# Work to do:
Could you repeat, word for word, every line from the one containing "Task: Indicate the dark sky" through the final line of the records below, and nothing else?

# Data extract:
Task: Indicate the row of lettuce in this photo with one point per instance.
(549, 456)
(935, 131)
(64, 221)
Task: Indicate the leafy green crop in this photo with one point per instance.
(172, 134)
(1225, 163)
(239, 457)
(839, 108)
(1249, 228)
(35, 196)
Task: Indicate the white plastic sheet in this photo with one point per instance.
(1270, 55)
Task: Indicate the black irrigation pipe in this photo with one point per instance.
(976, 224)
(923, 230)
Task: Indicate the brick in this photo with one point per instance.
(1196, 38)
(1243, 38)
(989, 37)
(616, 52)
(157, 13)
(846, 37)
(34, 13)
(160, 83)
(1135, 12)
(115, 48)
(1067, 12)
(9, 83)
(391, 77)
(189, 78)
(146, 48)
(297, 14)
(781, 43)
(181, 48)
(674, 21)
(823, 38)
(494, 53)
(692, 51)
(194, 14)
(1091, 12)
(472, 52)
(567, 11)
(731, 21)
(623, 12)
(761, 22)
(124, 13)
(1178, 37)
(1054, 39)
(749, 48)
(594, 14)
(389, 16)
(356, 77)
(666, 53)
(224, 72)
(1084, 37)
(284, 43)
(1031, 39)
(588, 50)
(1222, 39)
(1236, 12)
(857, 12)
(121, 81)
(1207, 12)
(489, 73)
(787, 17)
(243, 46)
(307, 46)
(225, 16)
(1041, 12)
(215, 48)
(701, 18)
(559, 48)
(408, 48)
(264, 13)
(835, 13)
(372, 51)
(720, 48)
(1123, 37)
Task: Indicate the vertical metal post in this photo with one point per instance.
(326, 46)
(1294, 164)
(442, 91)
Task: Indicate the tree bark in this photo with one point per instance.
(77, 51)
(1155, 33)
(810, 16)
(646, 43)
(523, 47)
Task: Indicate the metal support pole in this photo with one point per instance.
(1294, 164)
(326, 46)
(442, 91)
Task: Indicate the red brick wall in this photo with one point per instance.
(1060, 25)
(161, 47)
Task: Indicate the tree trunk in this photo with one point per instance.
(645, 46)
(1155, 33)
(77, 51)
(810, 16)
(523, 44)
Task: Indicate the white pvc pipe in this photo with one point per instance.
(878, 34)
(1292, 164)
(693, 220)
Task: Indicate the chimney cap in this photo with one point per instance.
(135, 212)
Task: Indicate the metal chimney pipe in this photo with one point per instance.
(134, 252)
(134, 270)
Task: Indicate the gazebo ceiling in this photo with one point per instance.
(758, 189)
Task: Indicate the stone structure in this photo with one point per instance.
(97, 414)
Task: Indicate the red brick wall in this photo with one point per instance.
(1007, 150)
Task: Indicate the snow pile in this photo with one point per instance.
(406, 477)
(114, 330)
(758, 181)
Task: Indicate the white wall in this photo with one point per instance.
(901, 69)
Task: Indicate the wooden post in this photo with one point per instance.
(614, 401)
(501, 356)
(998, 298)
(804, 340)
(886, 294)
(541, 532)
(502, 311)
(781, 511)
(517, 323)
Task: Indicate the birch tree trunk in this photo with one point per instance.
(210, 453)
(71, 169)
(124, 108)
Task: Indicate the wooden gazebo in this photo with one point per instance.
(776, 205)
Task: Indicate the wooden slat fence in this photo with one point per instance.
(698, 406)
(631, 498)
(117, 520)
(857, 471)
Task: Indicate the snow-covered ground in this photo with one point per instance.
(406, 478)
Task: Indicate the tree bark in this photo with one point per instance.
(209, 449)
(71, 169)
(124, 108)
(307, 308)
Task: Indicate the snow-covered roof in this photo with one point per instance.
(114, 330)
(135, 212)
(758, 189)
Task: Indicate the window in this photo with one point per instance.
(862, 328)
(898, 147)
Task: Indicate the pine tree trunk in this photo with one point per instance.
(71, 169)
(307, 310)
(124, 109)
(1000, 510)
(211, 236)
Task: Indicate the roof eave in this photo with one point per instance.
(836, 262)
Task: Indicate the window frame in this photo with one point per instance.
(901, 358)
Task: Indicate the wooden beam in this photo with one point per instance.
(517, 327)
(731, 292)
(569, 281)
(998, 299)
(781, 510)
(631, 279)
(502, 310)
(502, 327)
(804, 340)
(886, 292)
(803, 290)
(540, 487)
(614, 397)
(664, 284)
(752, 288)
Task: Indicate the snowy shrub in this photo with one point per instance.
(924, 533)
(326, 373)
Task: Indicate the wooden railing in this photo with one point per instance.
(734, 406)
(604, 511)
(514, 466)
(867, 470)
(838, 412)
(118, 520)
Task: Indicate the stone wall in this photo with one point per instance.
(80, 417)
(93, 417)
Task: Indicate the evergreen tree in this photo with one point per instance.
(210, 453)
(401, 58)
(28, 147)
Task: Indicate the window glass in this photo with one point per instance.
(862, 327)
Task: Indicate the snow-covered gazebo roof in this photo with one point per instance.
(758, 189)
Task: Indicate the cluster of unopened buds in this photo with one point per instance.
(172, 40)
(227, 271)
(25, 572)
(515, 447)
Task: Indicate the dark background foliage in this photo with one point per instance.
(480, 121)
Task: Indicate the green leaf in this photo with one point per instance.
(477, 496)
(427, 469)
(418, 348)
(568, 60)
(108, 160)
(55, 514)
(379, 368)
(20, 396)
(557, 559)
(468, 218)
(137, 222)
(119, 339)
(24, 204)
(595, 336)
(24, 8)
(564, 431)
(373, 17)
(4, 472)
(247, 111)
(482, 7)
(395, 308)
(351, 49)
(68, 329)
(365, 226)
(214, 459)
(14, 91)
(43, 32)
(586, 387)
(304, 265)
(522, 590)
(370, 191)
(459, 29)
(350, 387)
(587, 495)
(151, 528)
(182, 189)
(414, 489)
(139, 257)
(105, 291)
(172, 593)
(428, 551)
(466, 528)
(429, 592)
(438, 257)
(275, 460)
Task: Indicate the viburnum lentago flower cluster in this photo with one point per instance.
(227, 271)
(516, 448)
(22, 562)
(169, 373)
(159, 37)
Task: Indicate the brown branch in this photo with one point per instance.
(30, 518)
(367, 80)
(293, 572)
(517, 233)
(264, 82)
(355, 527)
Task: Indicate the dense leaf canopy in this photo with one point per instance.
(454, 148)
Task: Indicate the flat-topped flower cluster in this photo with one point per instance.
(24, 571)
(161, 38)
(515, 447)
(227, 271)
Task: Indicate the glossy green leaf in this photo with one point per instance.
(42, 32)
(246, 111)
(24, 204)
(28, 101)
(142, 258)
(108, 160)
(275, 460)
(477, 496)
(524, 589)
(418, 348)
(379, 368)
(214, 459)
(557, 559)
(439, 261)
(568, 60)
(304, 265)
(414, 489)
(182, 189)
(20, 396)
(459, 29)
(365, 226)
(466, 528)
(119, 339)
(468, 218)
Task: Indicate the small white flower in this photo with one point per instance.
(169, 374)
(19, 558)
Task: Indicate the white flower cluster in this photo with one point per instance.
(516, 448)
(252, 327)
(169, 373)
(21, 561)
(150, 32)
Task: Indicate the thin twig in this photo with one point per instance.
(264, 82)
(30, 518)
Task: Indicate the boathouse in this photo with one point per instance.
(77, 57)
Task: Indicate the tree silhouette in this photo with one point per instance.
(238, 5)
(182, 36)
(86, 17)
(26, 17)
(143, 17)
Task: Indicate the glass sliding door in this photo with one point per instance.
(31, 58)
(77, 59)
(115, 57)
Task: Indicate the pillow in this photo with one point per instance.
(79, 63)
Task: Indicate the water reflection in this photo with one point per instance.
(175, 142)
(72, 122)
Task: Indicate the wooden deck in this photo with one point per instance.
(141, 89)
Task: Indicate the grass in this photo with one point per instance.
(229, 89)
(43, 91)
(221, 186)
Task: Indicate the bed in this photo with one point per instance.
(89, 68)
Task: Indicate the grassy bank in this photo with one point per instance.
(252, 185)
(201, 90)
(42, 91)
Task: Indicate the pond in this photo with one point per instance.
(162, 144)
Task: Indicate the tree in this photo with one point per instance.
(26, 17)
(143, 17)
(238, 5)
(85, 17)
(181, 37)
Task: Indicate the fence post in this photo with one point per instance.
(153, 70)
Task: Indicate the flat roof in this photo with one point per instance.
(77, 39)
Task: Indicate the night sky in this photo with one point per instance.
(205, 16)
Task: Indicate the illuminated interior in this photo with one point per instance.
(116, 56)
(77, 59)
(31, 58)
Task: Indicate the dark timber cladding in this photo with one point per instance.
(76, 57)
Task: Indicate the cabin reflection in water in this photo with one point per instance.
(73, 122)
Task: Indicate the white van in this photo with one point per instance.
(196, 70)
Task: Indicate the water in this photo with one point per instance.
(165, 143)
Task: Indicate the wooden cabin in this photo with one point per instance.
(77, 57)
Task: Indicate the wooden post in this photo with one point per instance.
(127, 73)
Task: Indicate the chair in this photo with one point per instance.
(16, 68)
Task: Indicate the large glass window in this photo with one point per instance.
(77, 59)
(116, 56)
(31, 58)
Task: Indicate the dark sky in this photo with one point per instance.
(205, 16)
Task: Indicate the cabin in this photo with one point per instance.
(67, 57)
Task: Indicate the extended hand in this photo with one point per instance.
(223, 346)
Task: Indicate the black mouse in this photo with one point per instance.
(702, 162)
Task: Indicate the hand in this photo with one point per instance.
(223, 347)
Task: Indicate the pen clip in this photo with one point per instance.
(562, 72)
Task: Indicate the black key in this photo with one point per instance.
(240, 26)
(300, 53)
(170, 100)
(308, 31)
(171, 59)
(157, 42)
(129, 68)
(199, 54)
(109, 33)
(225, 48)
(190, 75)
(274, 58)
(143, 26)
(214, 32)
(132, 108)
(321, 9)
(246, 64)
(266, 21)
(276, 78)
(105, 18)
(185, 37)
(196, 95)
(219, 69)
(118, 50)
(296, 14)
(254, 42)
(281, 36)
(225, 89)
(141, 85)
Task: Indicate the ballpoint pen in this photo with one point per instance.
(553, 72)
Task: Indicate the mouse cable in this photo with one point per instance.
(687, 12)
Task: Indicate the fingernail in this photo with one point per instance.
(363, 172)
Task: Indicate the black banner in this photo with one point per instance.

# Exercise output:
Task: Indicate the dark sky in this photo with one point per instance.
(205, 16)
Task: Indicate the cabin in this photo with one point per instance.
(67, 57)
Task: Indicate the extended hand in this photo with one point per instance.
(223, 346)
Task: Indicate the black mouse in this photo with one point per instance.
(702, 162)
Task: Indicate the hand in this photo with one point per instance.
(223, 347)
Task: Indicate the pen clip in this photo with one point per instance.
(562, 72)
Task: Indicate the black key in this photo with one point per instance.
(240, 26)
(300, 53)
(170, 100)
(308, 31)
(171, 59)
(157, 42)
(129, 68)
(199, 54)
(109, 33)
(225, 48)
(190, 75)
(274, 58)
(143, 26)
(214, 32)
(132, 108)
(321, 9)
(246, 64)
(266, 21)
(276, 78)
(105, 18)
(185, 37)
(196, 95)
(219, 69)
(118, 50)
(296, 14)
(254, 42)
(281, 36)
(225, 89)
(141, 85)
Task: Indicate the ballpoint pen in this photo with one point per instance.
(553, 72)
Task: Indicate the mouse cable in this photo with one point per instance.
(687, 12)
Task: Indicate the fingernail in this photo with one point per instance.
(363, 172)
Task: Indicate the black banner in this photo with one point per instance.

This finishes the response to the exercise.